§ **Source passage**:
Reposting a question for Ed Zitron, I'll forward responses. He asked on Bluesky and will get sub-Mastodon-tier answers:

"This is a serious question and I would be delighted if I only hear great things but, software engineers: both before and after LLMs, how often in your professional lives have you run into software engineers that seem completely useless or lacking in basic knowledge? I hope the answer is rarely"

@ludicity For the record, I work at a software company that employs ~10k developers.

Before LLMs, I'd encounter such engineers a couple of times a month, but I interact with a lot of engineers, specifically the ones that need help or are new at the company or industry at large, so it's a selected sample. Even the most inexperienced ones are willing and able to learn with some guidance.

After LLMs, there's been a significant uptick, and these new ones are grossly incompetent, incurious, impatient, and behave like addicts if their supply of tokens is at all interrupted. If they run out of prompt credits, its an emergency because they claim they can't do any work at all. They can't even explain the architecture of what they are making anymore, and can't even file tickets or send emails without an LLM writing it for them, and they certainly lack in any kind of reading comprehension.

It's bleak and depressing, and makes me want to quit the industry altogether.

@drikanis @ludicity Similar experience here. More and more people cannot function without an LLM prompt ready to answer to them, they totally lost any autonomy. If you ask anything to them, they will basically give you the output of their LLM, instead of formulating an answer by themselves, even when they know the answer. It’s pure cocaine.
@javerous @drikanis @ludicity The same thing happened with the web years ago.. programmers who claim to be fluent in a language or algorithms who are completely unable to program without constant googling for even basic stuff.
@aachrisg @javerous @drikanis @ludicity not the same. Using a search engine is basically having optimized documentation. I learnt the trade ‘fighting’ with the old ‘wall of paper’ of DEC orange binders with VAX/VMS documentation. Being able to search for them was a blessing.

§ **Material shown**:
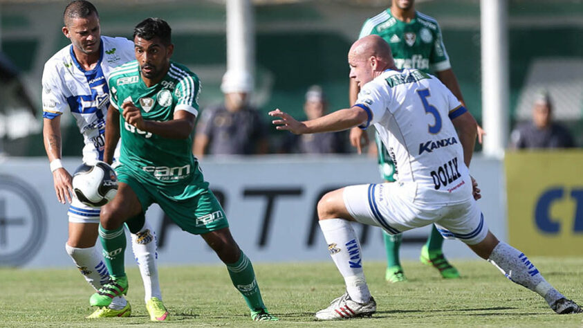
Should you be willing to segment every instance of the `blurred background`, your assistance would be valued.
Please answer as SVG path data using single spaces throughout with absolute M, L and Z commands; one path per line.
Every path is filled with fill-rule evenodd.
M 252 102 L 256 107 L 263 113 L 279 107 L 305 117 L 304 94 L 312 84 L 322 86 L 331 110 L 347 107 L 348 49 L 364 20 L 388 8 L 390 1 L 252 2 L 256 45 Z M 40 79 L 44 62 L 69 44 L 61 32 L 66 3 L 0 0 L 2 58 L 11 63 L 4 66 L 19 72 L 24 91 L 32 102 L 23 99 L 22 92 L 18 92 L 10 79 L 0 80 L 0 138 L 5 155 L 45 155 L 41 137 Z M 219 86 L 227 69 L 224 1 L 94 3 L 104 35 L 131 37 L 133 27 L 145 17 L 167 20 L 174 32 L 174 60 L 187 65 L 202 80 L 201 107 L 223 100 Z M 510 89 L 506 115 L 510 129 L 530 119 L 536 93 L 544 89 L 554 101 L 555 118 L 571 131 L 576 145 L 583 145 L 582 1 L 507 3 Z M 481 122 L 480 1 L 418 0 L 416 6 L 439 22 L 467 107 Z M 82 138 L 71 118 L 63 116 L 63 154 L 78 156 Z M 268 121 L 266 115 L 262 118 Z M 281 134 L 271 127 L 268 131 L 269 152 L 279 152 Z

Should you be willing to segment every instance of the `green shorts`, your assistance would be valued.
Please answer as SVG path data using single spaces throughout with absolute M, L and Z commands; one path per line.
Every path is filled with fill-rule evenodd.
M 147 181 L 123 165 L 116 167 L 115 172 L 118 180 L 129 185 L 138 196 L 145 213 L 156 203 L 182 230 L 193 235 L 203 235 L 229 226 L 223 208 L 202 176 L 195 177 L 189 183 L 160 187 Z

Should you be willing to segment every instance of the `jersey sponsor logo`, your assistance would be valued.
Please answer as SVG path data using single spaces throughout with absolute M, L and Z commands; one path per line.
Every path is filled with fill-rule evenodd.
M 456 139 L 456 137 L 446 138 L 437 141 L 429 140 L 425 143 L 422 143 L 419 144 L 419 155 L 425 152 L 430 153 L 435 149 L 441 148 L 442 147 L 447 147 L 450 145 L 455 145 L 456 143 L 458 143 L 458 140 Z
M 140 98 L 140 104 L 142 105 L 142 108 L 144 109 L 144 111 L 147 113 L 150 111 L 150 109 L 152 109 L 152 106 L 154 106 L 154 99 L 149 97 Z
M 147 132 L 147 131 L 142 131 L 140 129 L 136 128 L 133 125 L 131 125 L 131 124 L 128 123 L 127 122 L 124 122 L 124 127 L 125 127 L 126 130 L 127 130 L 127 131 L 130 131 L 133 134 L 138 134 L 143 135 L 144 138 L 150 138 L 150 137 L 152 136 L 151 132 Z
M 168 90 L 162 90 L 156 96 L 158 103 L 163 107 L 167 107 L 172 104 L 172 94 Z
M 376 31 L 378 33 L 382 32 L 383 30 L 395 25 L 396 22 L 397 20 L 395 19 L 395 17 L 391 17 L 385 23 L 382 23 L 382 24 L 378 24 L 378 26 L 376 27 Z
M 455 181 L 461 176 L 459 170 L 458 170 L 458 158 L 454 157 L 443 163 L 437 170 L 431 172 L 431 177 L 433 179 L 433 184 L 435 186 L 436 190 L 439 190 L 441 187 L 447 187 L 452 182 Z M 455 188 L 452 188 L 450 192 L 453 191 Z
M 415 44 L 415 40 L 417 39 L 417 35 L 413 32 L 407 32 L 403 35 L 405 37 L 405 43 L 409 46 L 412 46 Z
M 169 89 L 170 90 L 174 89 L 174 82 L 172 81 L 162 81 L 160 84 L 162 84 L 162 86 Z
M 138 83 L 140 78 L 138 75 L 134 76 L 128 76 L 126 78 L 122 78 L 118 80 L 118 86 L 124 85 L 124 84 L 133 84 L 133 83 Z M 111 87 L 111 91 L 113 91 L 114 88 Z M 114 91 L 115 92 L 115 91 Z
M 336 243 L 332 243 L 328 244 L 328 251 L 330 252 L 331 255 L 333 255 L 334 254 L 340 253 L 340 248 L 336 247 L 338 245 Z
M 223 217 L 224 216 L 223 215 L 223 211 L 218 210 L 216 212 L 213 212 L 212 213 L 210 213 L 206 215 L 203 215 L 202 217 L 197 217 L 196 226 L 205 226 L 213 222 L 221 220 Z
M 429 69 L 429 58 L 423 58 L 423 55 L 413 55 L 411 58 L 395 58 L 395 65 L 398 69 Z
M 190 164 L 184 166 L 145 166 L 142 170 L 154 174 L 154 178 L 158 180 L 179 180 L 186 178 L 190 174 Z
M 101 75 L 101 76 L 98 77 L 98 78 L 94 78 L 94 79 L 89 80 L 87 82 L 87 83 L 89 83 L 89 84 L 93 84 L 93 83 L 95 83 L 95 82 L 96 82 L 101 81 L 102 80 L 104 80 L 104 78 L 105 78 L 105 77 L 104 77 L 104 76 Z M 99 86 L 102 86 L 102 88 L 101 88 L 101 91 L 102 91 L 102 93 L 103 93 L 103 87 L 102 87 L 102 85 L 103 85 L 103 84 L 100 84 L 100 85 L 99 85 Z
M 419 31 L 419 37 L 421 38 L 421 41 L 426 44 L 430 44 L 431 42 L 433 41 L 433 35 L 431 34 L 431 32 L 425 28 L 421 28 Z

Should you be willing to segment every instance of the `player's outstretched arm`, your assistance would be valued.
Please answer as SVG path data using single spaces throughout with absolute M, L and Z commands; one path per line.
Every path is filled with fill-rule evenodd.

§ **Exercises to complete**:
1. Reproduce the stretch of the thread from "After LLMs, there's" through "of reading comprehension.".
2. Render this sentence from the thread in Spanish: "It's bleak and depressing, and makes me want to quit the industry altogether."

§ **Expected responses**:
1.
After LLMs, there's been a significant uptick, and these new ones are grossly incompetent, incurious, impatient, and behave like addicts if their supply of tokens is at all interrupted. If they run out of prompt credits, its an emergency because they claim they can't do any work at all. They can't even explain the architecture of what they are making anymore, and can't even file tickets or send emails without an LLM writing it for them, and they certainly lack in any kind of reading comprehension.

2. Es sombrío y deprimente, y me dan ganas de dejar la industria por completo.